● Given task:
Please copy back each of the following records word for word, leaving every line unchanged.

● Supplied records:
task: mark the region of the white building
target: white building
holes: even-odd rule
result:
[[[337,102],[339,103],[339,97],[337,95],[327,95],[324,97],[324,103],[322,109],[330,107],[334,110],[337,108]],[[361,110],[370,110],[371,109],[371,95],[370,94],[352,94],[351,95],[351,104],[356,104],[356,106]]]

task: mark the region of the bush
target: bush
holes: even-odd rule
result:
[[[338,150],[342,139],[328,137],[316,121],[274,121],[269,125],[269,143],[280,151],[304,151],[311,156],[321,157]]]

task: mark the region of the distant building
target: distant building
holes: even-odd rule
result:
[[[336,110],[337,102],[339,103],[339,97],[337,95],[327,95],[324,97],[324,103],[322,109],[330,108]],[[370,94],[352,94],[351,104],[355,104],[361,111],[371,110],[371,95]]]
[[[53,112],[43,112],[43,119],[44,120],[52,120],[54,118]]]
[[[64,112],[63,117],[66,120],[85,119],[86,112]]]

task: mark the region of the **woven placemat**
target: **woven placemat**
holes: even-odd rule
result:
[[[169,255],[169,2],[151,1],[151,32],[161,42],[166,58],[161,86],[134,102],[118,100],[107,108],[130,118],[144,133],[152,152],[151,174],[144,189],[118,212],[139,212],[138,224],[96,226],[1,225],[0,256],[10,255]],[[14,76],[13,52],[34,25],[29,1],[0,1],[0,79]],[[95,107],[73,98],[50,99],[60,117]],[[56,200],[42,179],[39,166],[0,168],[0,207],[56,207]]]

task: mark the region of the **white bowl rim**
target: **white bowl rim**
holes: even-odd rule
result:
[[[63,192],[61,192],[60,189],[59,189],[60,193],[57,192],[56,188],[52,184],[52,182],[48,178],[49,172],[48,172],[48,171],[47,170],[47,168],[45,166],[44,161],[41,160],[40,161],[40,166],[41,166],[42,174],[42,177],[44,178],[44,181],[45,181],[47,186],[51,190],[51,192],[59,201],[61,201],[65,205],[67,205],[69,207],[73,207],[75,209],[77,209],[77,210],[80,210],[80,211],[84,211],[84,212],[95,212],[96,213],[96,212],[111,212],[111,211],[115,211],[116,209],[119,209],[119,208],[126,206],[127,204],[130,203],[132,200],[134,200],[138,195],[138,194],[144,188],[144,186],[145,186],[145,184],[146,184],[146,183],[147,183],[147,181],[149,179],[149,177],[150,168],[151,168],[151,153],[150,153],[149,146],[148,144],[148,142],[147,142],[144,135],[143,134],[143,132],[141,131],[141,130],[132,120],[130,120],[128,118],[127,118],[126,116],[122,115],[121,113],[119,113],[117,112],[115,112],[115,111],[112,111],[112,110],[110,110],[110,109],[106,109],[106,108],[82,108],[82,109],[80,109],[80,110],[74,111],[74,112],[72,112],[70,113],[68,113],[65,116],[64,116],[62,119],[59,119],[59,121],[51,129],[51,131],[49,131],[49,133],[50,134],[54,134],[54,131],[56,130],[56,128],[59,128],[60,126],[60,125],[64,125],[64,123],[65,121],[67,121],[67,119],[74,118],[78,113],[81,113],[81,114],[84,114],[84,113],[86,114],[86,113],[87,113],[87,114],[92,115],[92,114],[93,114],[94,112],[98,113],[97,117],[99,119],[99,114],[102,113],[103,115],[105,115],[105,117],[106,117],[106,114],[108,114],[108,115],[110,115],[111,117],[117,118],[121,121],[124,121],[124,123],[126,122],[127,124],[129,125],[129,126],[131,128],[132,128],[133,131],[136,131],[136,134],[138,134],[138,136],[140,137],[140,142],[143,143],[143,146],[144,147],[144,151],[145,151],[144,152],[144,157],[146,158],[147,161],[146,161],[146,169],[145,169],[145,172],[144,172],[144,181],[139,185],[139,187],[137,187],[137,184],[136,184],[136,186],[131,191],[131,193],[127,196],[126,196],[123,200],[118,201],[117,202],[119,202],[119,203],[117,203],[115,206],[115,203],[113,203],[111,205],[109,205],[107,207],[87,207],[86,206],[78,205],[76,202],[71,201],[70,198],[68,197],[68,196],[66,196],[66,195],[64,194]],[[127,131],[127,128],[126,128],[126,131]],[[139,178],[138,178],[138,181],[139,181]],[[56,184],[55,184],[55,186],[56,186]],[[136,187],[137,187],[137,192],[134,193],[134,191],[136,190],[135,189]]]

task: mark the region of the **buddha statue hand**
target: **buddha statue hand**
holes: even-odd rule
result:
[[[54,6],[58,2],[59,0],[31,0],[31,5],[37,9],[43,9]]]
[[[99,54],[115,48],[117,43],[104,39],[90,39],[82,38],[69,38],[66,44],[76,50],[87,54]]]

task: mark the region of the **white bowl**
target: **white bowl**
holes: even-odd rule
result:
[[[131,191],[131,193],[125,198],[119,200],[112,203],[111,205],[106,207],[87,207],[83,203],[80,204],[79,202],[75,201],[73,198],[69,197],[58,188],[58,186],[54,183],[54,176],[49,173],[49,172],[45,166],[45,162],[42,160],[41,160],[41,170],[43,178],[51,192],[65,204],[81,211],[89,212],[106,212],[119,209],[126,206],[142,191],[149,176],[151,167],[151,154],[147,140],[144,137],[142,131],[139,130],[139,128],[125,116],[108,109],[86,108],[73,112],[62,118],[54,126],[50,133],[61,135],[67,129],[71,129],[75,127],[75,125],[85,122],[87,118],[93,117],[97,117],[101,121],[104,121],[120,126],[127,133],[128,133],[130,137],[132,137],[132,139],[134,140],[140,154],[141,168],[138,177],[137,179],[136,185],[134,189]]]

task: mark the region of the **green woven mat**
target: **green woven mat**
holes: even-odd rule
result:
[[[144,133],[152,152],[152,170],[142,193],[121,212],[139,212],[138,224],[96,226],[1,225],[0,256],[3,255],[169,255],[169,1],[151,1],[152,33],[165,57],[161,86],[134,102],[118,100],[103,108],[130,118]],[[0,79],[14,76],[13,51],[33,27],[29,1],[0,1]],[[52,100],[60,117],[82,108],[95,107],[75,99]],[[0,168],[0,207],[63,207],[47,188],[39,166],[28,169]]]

● Answer to the problem:
task: mark the region of the white building
target: white building
holes: even-odd rule
result:
[[[337,102],[339,103],[339,97],[337,95],[327,95],[324,97],[324,103],[322,109],[330,107],[334,110],[337,108]],[[361,110],[370,110],[371,109],[371,95],[370,94],[352,94],[351,95],[351,104],[356,104],[356,106]]]

task: mark the region of the bush
target: bush
holes: even-odd rule
result:
[[[338,150],[342,139],[328,137],[316,121],[274,121],[269,125],[269,143],[280,151],[304,151],[311,156],[321,157]]]

task: mark the region of the distant building
target: distant building
holes: even-odd rule
result:
[[[336,110],[337,102],[339,103],[339,97],[337,95],[327,95],[324,97],[324,103],[322,109],[330,108]],[[370,94],[352,94],[351,104],[355,104],[361,111],[371,110],[371,95]]]
[[[53,112],[43,112],[43,119],[44,120],[52,120],[54,118]]]
[[[64,112],[63,117],[66,120],[85,119],[86,112]]]

task: mark the region of the **woven placemat**
target: **woven placemat**
holes: even-odd rule
result:
[[[169,255],[169,2],[151,1],[151,32],[161,42],[166,58],[161,86],[134,102],[118,100],[107,108],[130,118],[144,133],[152,152],[151,174],[144,189],[118,212],[139,212],[138,224],[96,226],[1,225],[0,256],[10,255]],[[14,76],[13,52],[34,25],[29,1],[0,1],[0,79]],[[95,107],[73,98],[50,99],[60,117]],[[56,200],[42,179],[39,166],[0,168],[0,207],[56,207]]]

task: mark the region of the **white bowl rim**
target: **white bowl rim**
holes: even-odd rule
result:
[[[63,192],[61,192],[60,189],[59,189],[60,193],[57,192],[56,188],[52,184],[52,182],[48,178],[49,172],[48,172],[48,171],[47,170],[47,168],[45,166],[44,161],[41,160],[40,161],[40,166],[41,166],[42,174],[42,177],[44,178],[44,181],[45,181],[47,186],[51,190],[51,192],[59,201],[61,201],[65,205],[67,205],[69,207],[73,207],[75,209],[77,209],[77,210],[80,210],[80,211],[84,211],[84,212],[95,212],[96,213],[96,212],[111,212],[111,211],[115,211],[116,209],[119,209],[119,208],[126,206],[127,204],[130,203],[132,200],[134,200],[138,195],[138,194],[144,188],[144,186],[145,186],[145,184],[146,184],[146,183],[147,183],[147,181],[149,179],[149,177],[150,168],[151,168],[151,153],[150,153],[149,146],[148,144],[148,142],[147,142],[144,135],[143,134],[143,132],[141,131],[141,130],[132,120],[130,120],[128,118],[127,118],[126,116],[122,115],[121,113],[119,113],[117,112],[115,112],[115,111],[112,111],[112,110],[110,110],[110,109],[106,109],[106,108],[82,108],[82,109],[80,109],[80,110],[74,111],[74,112],[72,112],[70,113],[68,113],[65,116],[64,116],[62,119],[59,119],[59,121],[51,129],[51,131],[49,131],[49,133],[50,134],[54,134],[54,131],[56,130],[56,128],[59,128],[60,126],[60,125],[64,125],[64,123],[65,121],[67,121],[67,119],[74,118],[78,113],[81,113],[81,114],[84,114],[84,113],[86,114],[86,113],[87,113],[87,114],[92,115],[92,114],[93,114],[94,112],[98,113],[97,117],[99,119],[99,114],[102,113],[103,115],[105,115],[105,117],[106,117],[106,114],[108,114],[108,115],[110,115],[111,117],[117,118],[121,121],[124,121],[124,123],[126,122],[127,124],[129,125],[129,126],[131,128],[132,128],[133,131],[136,131],[136,134],[138,134],[138,136],[140,137],[140,142],[143,143],[143,146],[144,147],[144,151],[145,151],[144,152],[144,157],[146,158],[147,161],[146,161],[146,169],[145,169],[145,172],[144,172],[144,181],[139,185],[139,187],[137,187],[137,184],[136,184],[136,186],[131,191],[131,193],[127,196],[126,196],[123,200],[118,201],[117,202],[119,202],[119,203],[117,203],[115,206],[115,203],[113,203],[111,205],[109,205],[107,207],[87,207],[86,206],[78,205],[76,202],[71,201],[70,198],[68,197],[68,196],[66,196],[66,195],[64,194]],[[127,131],[127,128],[126,128],[126,131]],[[139,178],[138,178],[138,181],[139,181]],[[56,184],[55,184],[55,186],[56,186]],[[136,187],[137,187],[137,192],[134,193],[134,191],[136,190],[135,189]]]

task: mark the region of the **buddha statue hand**
target: **buddha statue hand**
holes: even-odd rule
result:
[[[54,6],[58,2],[59,0],[31,0],[31,5],[37,9],[43,9]]]
[[[99,54],[115,48],[117,43],[104,39],[90,39],[82,38],[69,38],[66,44],[76,50],[87,54]]]

task: mark the region of the **white bowl**
target: **white bowl**
holes: even-odd rule
result:
[[[131,191],[131,193],[125,198],[119,200],[112,203],[111,205],[106,207],[87,207],[83,203],[80,204],[79,202],[75,201],[73,198],[69,197],[58,188],[58,186],[54,183],[54,176],[49,173],[49,172],[45,166],[45,162],[42,160],[41,160],[41,170],[43,178],[51,192],[65,204],[81,211],[89,212],[106,212],[119,209],[126,206],[142,191],[149,176],[151,167],[151,154],[147,140],[144,137],[142,131],[139,130],[139,128],[125,116],[108,109],[86,108],[73,112],[62,118],[54,126],[50,133],[61,135],[67,129],[71,129],[75,127],[75,125],[85,122],[87,118],[93,117],[97,117],[101,121],[104,121],[120,126],[127,133],[128,133],[130,137],[132,137],[132,139],[134,140],[140,154],[141,168],[138,177],[137,179],[136,185],[134,189]]]

task: mark the region of the **green woven mat**
target: **green woven mat**
holes: even-odd rule
result:
[[[144,133],[152,152],[152,170],[142,193],[121,212],[139,212],[138,224],[96,226],[1,225],[0,256],[3,255],[169,255],[169,1],[151,1],[152,33],[165,57],[161,86],[134,102],[118,100],[103,108],[130,118]],[[0,79],[14,76],[13,51],[33,27],[29,1],[0,1]],[[52,100],[60,117],[82,108],[95,107],[75,99]],[[0,168],[0,207],[63,207],[47,188],[39,166],[28,169]]]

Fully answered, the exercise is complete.